Set problem
Copy the stretch of the material below from the line containing "like x=290, y=374." through the line containing "x=161, y=100", changing "wispy cloud" to "thin cloud" and leaving everything else as it is.

━━━━━━━━━━━━━━━━━━━━

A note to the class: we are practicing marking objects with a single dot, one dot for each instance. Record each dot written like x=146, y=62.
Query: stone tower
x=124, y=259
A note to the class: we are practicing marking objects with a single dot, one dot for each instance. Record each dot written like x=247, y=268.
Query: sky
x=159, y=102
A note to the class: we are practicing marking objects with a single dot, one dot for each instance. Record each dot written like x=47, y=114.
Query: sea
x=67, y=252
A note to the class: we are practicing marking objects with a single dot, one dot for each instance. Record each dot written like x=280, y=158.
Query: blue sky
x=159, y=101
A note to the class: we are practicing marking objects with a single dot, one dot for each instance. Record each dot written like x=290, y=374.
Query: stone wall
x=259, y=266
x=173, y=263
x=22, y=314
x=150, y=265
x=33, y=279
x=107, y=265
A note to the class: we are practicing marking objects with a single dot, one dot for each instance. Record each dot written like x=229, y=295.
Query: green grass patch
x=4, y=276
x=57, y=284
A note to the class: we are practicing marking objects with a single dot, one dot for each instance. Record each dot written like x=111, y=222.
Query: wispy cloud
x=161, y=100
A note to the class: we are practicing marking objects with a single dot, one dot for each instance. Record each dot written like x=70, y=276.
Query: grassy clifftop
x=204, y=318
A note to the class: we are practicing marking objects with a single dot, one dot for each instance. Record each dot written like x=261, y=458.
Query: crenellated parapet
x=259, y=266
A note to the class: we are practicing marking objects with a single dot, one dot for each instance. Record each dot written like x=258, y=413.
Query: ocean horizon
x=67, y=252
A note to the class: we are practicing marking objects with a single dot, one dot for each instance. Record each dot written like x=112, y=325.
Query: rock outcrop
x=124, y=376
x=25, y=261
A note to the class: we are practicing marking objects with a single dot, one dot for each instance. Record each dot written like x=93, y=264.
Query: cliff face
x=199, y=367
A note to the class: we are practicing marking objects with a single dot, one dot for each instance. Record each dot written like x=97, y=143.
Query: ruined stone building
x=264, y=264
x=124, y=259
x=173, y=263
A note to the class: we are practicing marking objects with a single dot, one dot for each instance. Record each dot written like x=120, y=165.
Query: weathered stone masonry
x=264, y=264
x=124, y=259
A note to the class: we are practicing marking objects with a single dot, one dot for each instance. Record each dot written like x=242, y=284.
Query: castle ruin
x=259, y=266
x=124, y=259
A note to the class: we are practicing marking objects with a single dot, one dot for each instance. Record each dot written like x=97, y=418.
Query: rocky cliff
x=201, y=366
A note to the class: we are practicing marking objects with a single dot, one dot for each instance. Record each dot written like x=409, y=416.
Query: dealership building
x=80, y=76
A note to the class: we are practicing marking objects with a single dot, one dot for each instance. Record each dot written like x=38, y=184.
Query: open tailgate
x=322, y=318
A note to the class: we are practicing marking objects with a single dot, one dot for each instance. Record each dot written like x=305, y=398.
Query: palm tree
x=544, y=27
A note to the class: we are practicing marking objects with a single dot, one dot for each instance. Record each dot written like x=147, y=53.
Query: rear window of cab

━━━━━━━━━━━━━━━━━━━━

The answer
A note to the class: we are practicing marking objects with a single dot, one dot for each instance. Record each dot written like x=290, y=374.
Query: stone wall
x=259, y=266
x=173, y=263
x=22, y=314
x=150, y=265
x=33, y=279
x=107, y=265
A note to the class: we are practicing marking objects with a single dot, one dot for each instance. Record each dot written like x=229, y=295.
Query: green grass patch
x=4, y=276
x=57, y=284
A note to the class: we are practicing marking objects with a single dot, one dot for each instance. Record each dot written like x=111, y=222.
Query: thin cloud
x=161, y=100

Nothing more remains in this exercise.